For the records below, print every one exactly, with nothing dropped.

[Point-per-instance localization data]
━━━━
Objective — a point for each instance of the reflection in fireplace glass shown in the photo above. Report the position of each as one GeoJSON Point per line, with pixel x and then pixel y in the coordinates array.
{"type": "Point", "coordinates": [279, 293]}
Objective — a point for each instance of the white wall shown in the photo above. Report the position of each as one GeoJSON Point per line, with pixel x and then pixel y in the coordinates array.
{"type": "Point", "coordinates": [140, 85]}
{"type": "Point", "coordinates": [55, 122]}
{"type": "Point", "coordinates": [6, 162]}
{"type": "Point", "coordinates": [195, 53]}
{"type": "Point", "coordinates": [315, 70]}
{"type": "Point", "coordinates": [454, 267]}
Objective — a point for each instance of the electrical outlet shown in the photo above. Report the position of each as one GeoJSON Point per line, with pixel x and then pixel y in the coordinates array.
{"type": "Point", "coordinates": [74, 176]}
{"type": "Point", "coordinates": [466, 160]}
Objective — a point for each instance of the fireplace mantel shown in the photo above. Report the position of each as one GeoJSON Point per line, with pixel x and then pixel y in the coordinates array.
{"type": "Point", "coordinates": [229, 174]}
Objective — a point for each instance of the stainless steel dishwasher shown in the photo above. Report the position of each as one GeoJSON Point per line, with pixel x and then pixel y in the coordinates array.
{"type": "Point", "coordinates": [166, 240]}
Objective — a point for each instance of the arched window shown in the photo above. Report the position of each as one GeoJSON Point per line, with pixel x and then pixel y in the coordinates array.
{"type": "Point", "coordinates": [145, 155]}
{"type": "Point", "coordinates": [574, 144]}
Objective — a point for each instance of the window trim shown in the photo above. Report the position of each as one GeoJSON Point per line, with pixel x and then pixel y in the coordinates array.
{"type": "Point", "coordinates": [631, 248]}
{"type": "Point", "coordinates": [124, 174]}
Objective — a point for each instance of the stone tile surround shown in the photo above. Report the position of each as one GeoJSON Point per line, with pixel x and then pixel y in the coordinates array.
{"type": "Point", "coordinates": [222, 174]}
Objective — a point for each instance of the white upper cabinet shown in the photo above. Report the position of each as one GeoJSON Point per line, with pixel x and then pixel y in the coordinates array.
━━━━
• **SOLUTION**
Objective — a point for each instance of the reflection in fireplace glass shown in the photo above. Report the position of each as one GeoJSON Point per line, with pixel x and then pixel y in the coordinates array.
{"type": "Point", "coordinates": [279, 293]}
Objective — a point for each instance of the white wall shown in the photo above. Report the position of each as one GeoJSON Point per line, with pixel x and then pixel y in the coordinates array.
{"type": "Point", "coordinates": [140, 85]}
{"type": "Point", "coordinates": [55, 122]}
{"type": "Point", "coordinates": [6, 162]}
{"type": "Point", "coordinates": [195, 53]}
{"type": "Point", "coordinates": [315, 70]}
{"type": "Point", "coordinates": [454, 267]}
Objective — a point for each instance of the electrical outlet shown in the photo above. Report the position of each as one GeoJSON Point per line, with pixel x and then pixel y in the coordinates array.
{"type": "Point", "coordinates": [74, 176]}
{"type": "Point", "coordinates": [466, 160]}
Objective — a point for each instance of the fireplace mantel shown in the photo above. Report the position of each as one GeoJSON Point per line, with pixel x and then pixel y in the coordinates array.
{"type": "Point", "coordinates": [229, 174]}
Objective — a point for each instance of the stainless steel dishwasher shown in the photo above. Report the position of each as one GeoJSON Point per line, with pixel x and then pixel y in the coordinates array.
{"type": "Point", "coordinates": [166, 240]}
Objective — a point for each instance of the arched window shown in the photo above. Report the position of each as one GeoJSON Point per line, with pixel x and then pixel y in the coordinates array.
{"type": "Point", "coordinates": [145, 155]}
{"type": "Point", "coordinates": [574, 144]}
Objective — a point for each instance of the window trim shown in the photo above. Report the position of each as one GeoJSON Point per line, with pixel x and then pixel y in the coordinates array.
{"type": "Point", "coordinates": [631, 248]}
{"type": "Point", "coordinates": [124, 174]}
Objective — a point for each instance of the stone tile surround shown in the photo above. Report the position of each as one GeoJSON Point per line, with pixel x and then pixel y in the coordinates array.
{"type": "Point", "coordinates": [222, 174]}
Objective — a point for each instance of the white upper cabinet shown in the photo above. Report the position of each as one GeoJSON Point per line, with pixel x and then pixel y in the coordinates array.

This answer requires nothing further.